**PROBLEM**
Reproduce all of the following data line for line, changing nothing.

**EXTRACTED MATERIAL**
# # # # #
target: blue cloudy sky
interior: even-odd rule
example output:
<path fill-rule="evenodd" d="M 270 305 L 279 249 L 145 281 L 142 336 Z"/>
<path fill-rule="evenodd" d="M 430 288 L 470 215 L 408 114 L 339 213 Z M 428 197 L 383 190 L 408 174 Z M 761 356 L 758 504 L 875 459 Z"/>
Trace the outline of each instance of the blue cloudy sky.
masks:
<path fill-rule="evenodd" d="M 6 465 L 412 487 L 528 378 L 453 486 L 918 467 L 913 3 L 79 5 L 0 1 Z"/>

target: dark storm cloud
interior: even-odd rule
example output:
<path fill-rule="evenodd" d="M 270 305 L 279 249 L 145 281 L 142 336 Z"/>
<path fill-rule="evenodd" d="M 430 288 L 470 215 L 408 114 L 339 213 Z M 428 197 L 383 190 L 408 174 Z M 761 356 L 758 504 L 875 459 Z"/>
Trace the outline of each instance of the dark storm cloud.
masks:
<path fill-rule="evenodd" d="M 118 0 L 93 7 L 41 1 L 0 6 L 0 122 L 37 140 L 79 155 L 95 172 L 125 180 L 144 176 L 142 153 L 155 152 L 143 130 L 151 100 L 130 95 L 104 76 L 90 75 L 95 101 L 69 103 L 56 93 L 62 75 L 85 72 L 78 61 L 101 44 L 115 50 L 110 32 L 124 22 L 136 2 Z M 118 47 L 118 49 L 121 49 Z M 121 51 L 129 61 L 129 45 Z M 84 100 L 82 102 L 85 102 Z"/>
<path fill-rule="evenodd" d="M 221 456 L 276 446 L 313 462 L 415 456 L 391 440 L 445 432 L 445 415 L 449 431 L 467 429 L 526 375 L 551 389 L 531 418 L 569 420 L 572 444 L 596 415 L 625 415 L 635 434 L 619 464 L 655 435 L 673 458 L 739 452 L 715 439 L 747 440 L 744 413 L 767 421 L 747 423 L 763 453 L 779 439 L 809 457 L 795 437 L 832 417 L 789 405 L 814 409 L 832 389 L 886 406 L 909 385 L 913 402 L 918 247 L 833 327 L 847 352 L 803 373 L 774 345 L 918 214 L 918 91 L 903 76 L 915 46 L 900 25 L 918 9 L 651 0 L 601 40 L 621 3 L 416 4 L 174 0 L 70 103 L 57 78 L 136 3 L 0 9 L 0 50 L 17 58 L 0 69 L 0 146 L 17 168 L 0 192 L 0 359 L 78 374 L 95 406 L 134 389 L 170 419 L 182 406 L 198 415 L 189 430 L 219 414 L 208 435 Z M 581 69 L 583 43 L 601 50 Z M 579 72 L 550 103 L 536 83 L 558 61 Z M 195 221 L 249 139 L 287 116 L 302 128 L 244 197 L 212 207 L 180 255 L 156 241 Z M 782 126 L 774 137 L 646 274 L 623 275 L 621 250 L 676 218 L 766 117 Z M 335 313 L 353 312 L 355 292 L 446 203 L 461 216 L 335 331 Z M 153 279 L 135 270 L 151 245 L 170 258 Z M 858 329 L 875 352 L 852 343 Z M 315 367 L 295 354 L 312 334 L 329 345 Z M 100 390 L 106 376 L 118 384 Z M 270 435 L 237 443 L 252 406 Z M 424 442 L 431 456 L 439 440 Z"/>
# # # # #
**RESULT**
target: blue cloudy sky
interior: even-odd rule
example output:
<path fill-rule="evenodd" d="M 270 305 L 279 249 L 145 281 L 142 336 Z"/>
<path fill-rule="evenodd" d="M 430 288 L 470 215 L 408 114 L 339 213 Z M 428 197 L 383 190 L 408 174 Z M 761 356 L 758 504 L 875 459 Z"/>
Trace the outline of each instance of the blue cloudy sky.
masks:
<path fill-rule="evenodd" d="M 6 465 L 412 487 L 528 378 L 453 486 L 918 467 L 913 3 L 79 5 L 0 1 Z"/>

target: dark storm cloud
interior: even-odd rule
example output:
<path fill-rule="evenodd" d="M 270 305 L 279 249 L 145 281 L 142 336 Z"/>
<path fill-rule="evenodd" d="M 430 288 L 470 215 L 408 114 L 339 213 Z M 428 197 L 383 190 L 408 174 Z M 761 356 L 758 504 L 875 459 Z"/>
Trace the outline of each instance of the dark storm cloud.
masks:
<path fill-rule="evenodd" d="M 118 0 L 93 7 L 41 1 L 0 6 L 0 122 L 37 140 L 79 155 L 95 172 L 125 180 L 144 176 L 142 153 L 155 152 L 143 130 L 151 100 L 130 95 L 104 76 L 90 75 L 95 101 L 69 103 L 56 93 L 62 75 L 85 72 L 78 61 L 101 44 L 115 50 L 110 32 L 124 22 L 136 2 Z M 118 47 L 118 49 L 121 49 Z M 121 51 L 129 61 L 129 45 Z M 84 100 L 82 102 L 85 102 Z"/>
<path fill-rule="evenodd" d="M 221 456 L 276 446 L 313 462 L 415 456 L 391 440 L 445 432 L 445 415 L 449 431 L 467 429 L 526 375 L 551 389 L 531 418 L 569 420 L 572 444 L 596 415 L 625 415 L 635 434 L 619 464 L 655 435 L 673 458 L 739 452 L 715 439 L 747 440 L 744 413 L 767 421 L 747 423 L 763 453 L 779 439 L 809 457 L 795 437 L 832 417 L 789 405 L 814 409 L 832 389 L 886 406 L 909 385 L 913 402 L 918 247 L 833 327 L 847 352 L 803 373 L 774 345 L 918 214 L 918 91 L 903 76 L 915 46 L 900 25 L 918 9 L 651 0 L 601 40 L 621 3 L 416 4 L 174 0 L 70 103 L 57 78 L 136 3 L 0 9 L 0 50 L 17 58 L 0 69 L 0 146 L 17 168 L 0 192 L 0 359 L 78 374 L 95 406 L 134 389 L 170 419 L 182 406 L 198 415 L 189 430 L 219 414 L 208 435 Z M 581 69 L 583 43 L 601 50 Z M 579 72 L 550 103 L 536 83 L 558 61 Z M 195 221 L 249 139 L 287 116 L 302 128 L 244 197 L 212 207 L 180 255 L 156 241 Z M 782 126 L 774 137 L 646 274 L 623 275 L 621 250 L 676 218 L 766 117 Z M 335 313 L 353 312 L 355 292 L 446 203 L 461 216 L 335 331 Z M 153 279 L 135 270 L 151 245 L 170 258 Z M 858 329 L 875 352 L 852 343 Z M 315 367 L 295 354 L 312 334 L 329 345 Z M 100 390 L 106 376 L 118 384 Z M 270 435 L 237 443 L 252 406 Z M 424 442 L 431 456 L 439 440 Z"/>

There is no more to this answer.